Extracted text:
As a wildlife scientist and birder, I think about our relationship with, and effects on, nature. One of humanity’s grand challenges is to conserve nature while providing for a growing and increasing affluent population. The lessons I’ve learned from agrarians and the scientific literature suggests strategies that we can each employ to help meet this challenge.
As I searched for meadowlarks and other open country birds among farms and ranches, I learned how these species flee the plow and how many farmers adjust their actions to lessen this exodus. I birded and talked with farmers on their lands from Nebraska to California to Costa Rica. I focus on the actions of many farmers that coexist with nature because “it is the right thing to do.”

Actions to take:
1. In the passage on birds and farms, where did the writer bird and talk with farmers?
2. For each statement, answer yes or no according to the passage on birds and farms, and quote the words that decide it.
(a) The writer searched for meadowlarks among farms and ranches.
(b) The writer says farmers who coexist with nature do so mainly for profit.
(c) The writer works as a wildlife scientist.
3. Carry on the passage on birds and farms from its last sentence.

Data records:
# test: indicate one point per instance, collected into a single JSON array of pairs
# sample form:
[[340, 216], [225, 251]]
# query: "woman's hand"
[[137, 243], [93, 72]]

Answer section:
1. From Nebraska to California to Costa Rica.

2.
(a) Yes: "As I searched for meadowlarks and other open country birds among farms and ranches"
(b) No: "because “it is the right thing to do.”"
(c) Yes: "As a wildlife scientist and birder"

3.
About our Presenter
John Marzluff is James W. Ridgeway Professor of Wildlife Science at the University of Washington. He has been working with corvids since graduate school, when he focused on the social behavior and ecology of crows, ravens, and jays, and now studies the interactions of ravens and wolves in Yellowstone. He has written six books, including Welcome to Subirdia (2014), in which he demonstrates how moderately settled lands can host a splendid array of biological diversity and suggests ways in which people can steward these riches to benefit birds and themselves. In Search of Meadowlarks (2020) connects our agriculture and diets to the conservation of birds and other wildlife.